- REQUIRED WORK -
Reproduce every one of the rows below word for word, leaving the pictures out of your copy.

►

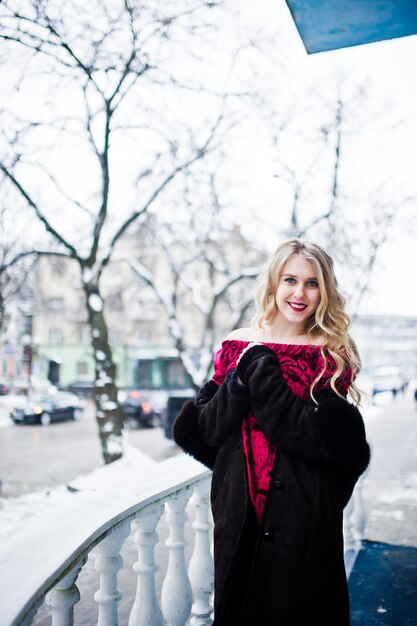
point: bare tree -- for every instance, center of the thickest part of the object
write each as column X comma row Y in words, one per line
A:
column 355, row 229
column 205, row 283
column 92, row 83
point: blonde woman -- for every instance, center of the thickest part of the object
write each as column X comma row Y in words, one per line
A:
column 286, row 448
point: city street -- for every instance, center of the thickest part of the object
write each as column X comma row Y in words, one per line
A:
column 35, row 457
column 38, row 457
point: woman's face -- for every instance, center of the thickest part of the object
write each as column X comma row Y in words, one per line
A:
column 298, row 293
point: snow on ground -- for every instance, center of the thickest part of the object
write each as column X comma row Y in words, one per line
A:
column 15, row 512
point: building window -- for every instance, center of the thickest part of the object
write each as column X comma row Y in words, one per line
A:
column 115, row 337
column 176, row 376
column 56, row 336
column 55, row 304
column 85, row 335
column 114, row 302
column 82, row 368
column 144, row 374
column 57, row 265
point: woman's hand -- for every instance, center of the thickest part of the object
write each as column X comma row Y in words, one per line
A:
column 248, row 347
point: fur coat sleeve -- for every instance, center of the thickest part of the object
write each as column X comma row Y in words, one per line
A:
column 330, row 432
column 203, row 424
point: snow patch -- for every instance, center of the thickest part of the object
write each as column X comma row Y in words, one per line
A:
column 114, row 445
column 95, row 302
column 87, row 275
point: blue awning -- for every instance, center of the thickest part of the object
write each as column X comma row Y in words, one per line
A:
column 331, row 24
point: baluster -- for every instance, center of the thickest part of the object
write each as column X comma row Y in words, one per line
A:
column 28, row 619
column 348, row 537
column 201, row 568
column 146, row 610
column 64, row 596
column 176, row 594
column 108, row 563
column 358, row 516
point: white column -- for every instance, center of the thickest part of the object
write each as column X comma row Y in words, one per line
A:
column 146, row 610
column 108, row 563
column 349, row 539
column 176, row 597
column 201, row 568
column 64, row 596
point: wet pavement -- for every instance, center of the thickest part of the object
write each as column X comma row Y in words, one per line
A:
column 33, row 456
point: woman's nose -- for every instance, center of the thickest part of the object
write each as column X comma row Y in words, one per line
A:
column 299, row 290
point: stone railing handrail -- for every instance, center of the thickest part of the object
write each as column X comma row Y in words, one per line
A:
column 38, row 555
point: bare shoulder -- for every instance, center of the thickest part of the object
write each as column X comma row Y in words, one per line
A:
column 244, row 334
column 317, row 341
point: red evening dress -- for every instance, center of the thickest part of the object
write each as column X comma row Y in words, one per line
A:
column 300, row 365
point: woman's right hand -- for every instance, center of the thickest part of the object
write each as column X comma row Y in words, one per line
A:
column 248, row 347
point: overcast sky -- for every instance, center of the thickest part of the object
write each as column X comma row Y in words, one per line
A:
column 387, row 150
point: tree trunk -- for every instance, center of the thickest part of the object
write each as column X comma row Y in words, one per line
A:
column 108, row 411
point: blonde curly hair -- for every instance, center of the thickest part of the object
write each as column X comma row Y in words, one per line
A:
column 330, row 321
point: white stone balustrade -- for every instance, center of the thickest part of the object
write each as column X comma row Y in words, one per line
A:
column 55, row 550
column 201, row 568
column 108, row 563
column 146, row 610
column 64, row 596
column 176, row 591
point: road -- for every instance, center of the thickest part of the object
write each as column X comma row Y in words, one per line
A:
column 34, row 457
column 390, row 488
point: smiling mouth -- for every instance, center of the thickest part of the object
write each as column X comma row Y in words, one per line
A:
column 297, row 307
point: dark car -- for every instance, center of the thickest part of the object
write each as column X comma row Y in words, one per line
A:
column 175, row 402
column 46, row 408
column 137, row 408
column 83, row 388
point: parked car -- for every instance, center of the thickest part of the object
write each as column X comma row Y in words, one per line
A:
column 44, row 408
column 83, row 388
column 137, row 408
column 175, row 402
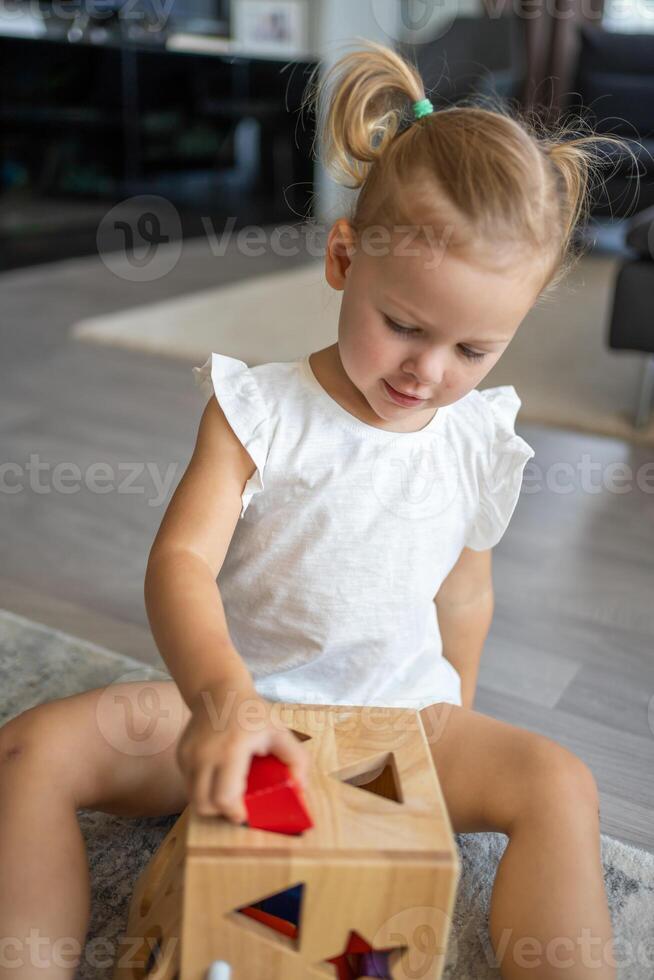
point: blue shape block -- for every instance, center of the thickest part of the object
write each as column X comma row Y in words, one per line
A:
column 285, row 906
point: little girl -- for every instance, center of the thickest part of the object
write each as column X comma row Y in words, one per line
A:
column 331, row 541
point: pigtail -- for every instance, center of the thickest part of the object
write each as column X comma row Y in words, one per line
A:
column 360, row 104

◄

- TASK RESULT -
point: bare tree -- for every instance, center of the thickest part of the object
write each as column X comma row Y in words, one per line
A:
column 355, row 229
column 205, row 283
column 92, row 83
point: blonde woman -- for every instance, center of the thickest part of the object
write each as column X comma row Y in words, one per line
A:
column 286, row 448
point: city street -- for every instance, center of the thickest part of the object
write each as column X comma row Y in words, one per line
A:
column 35, row 457
column 38, row 457
point: woman's face -- for every instance, center of the thickest part of the object
write each as column X comma row Y in words, one per line
A:
column 298, row 293
point: snow on ground -- for every instance, center of the thickest part of the object
write each as column X comma row Y in words, one per line
A:
column 15, row 512
point: building window -- for every instance, center of the thickest part of the object
write each as column X comma row Y in words, one per line
A:
column 115, row 337
column 176, row 376
column 56, row 336
column 55, row 304
column 85, row 335
column 114, row 302
column 82, row 368
column 144, row 374
column 57, row 265
point: woman's hand -- for every instance, center of the thickest part of the object
write each as column X comma row Y in words, one per line
A:
column 248, row 347
point: fur coat sleeve -- for every instance, center of the thickest part of the object
write each as column X comma row Y in words, one per line
A:
column 330, row 432
column 203, row 424
point: snow patch -- for every instance, center of the thickest part of the object
write each as column X comma row Y in words, one per line
A:
column 114, row 445
column 95, row 302
column 87, row 275
point: blue awning -- for every instance, center of the thickest part of the object
write each as column X comma row Y in words, one per line
A:
column 331, row 24
point: baluster -- for every instance, center of the thickest part of the object
write each as column X comma row Y in words, one per line
A:
column 28, row 619
column 348, row 537
column 201, row 568
column 146, row 610
column 64, row 596
column 176, row 594
column 108, row 563
column 358, row 516
point: white column -- for every instance, center of the thickest part of the object
write each as column X comma row Y in words, one per line
A:
column 146, row 610
column 108, row 563
column 349, row 539
column 176, row 597
column 201, row 568
column 64, row 596
point: wet pavement -- for every instance, center of the thickest part of the object
write each as column X comma row Y in words, one per line
A:
column 33, row 456
point: woman's nose -- for every instance, center of the thickest part of the object
write each as column X comma row Y in words, one per line
A:
column 299, row 290
point: stone railing handrail -- for every instance, center of the thickest part of the object
write each as column X comma row Y in words, one per line
A:
column 38, row 555
point: bare shoulder -- for every instance, center of the thickest part of the object
write each as column X comma row Y in words, one per line
A:
column 244, row 334
column 317, row 341
point: red evening dress -- for every instance, center of the thickest part of the object
write each as column X comma row Y in words, one per line
A:
column 300, row 365
point: woman's right hand -- for every instance, center of the thickest part of the object
write each as column X comma row Y in words, one per line
A:
column 248, row 347
point: overcast sky -- for every instance, center of the thickest part of the object
write each as column X comma row Y in words, one per line
A:
column 387, row 150
point: tree trunk -- for every instance, center of the thickest part of the object
write each as column X comma row Y in words, one per line
A:
column 108, row 411
point: blonde curly hair -- for every instance, center of the thickest part of the object
write each as column X comma row Y in words, one per line
A:
column 330, row 321
point: white stone balustrade -- for every instance, center of the thickest part of the object
write each as column X comma row Y in words, one per line
A:
column 55, row 550
column 201, row 568
column 108, row 563
column 146, row 610
column 64, row 596
column 176, row 591
point: road -- for every instance, center of the thickest part of the object
write each as column X comma row Y in words, one per line
A:
column 34, row 457
column 390, row 488
point: smiling mouth -- for every instance, center of the thickest part of the object
write each as column X comma row Y in words, one per line
A:
column 297, row 307
point: dark car -- for every instance, center of the thickest part of the object
write each as column X comma row Y in words, one per line
A:
column 175, row 402
column 46, row 408
column 137, row 408
column 83, row 388
point: parked car -- for every instance, center of the thickest part of the object
write each as column X comma row Y in words, one per line
A:
column 44, row 408
column 83, row 388
column 137, row 408
column 175, row 402
point: blue shape block -- for every instance, center of the thickest part of the object
write each as column X comma row Y in words, one per line
A:
column 285, row 906
point: little girl -- for every instance, center of the thickest part of the object
write each as column X comma row Y in words, one per line
A:
column 331, row 541
point: pigtail -- for every instance, center of the thickest part of the object
write each as column X comma row Y in words, one per line
A:
column 360, row 104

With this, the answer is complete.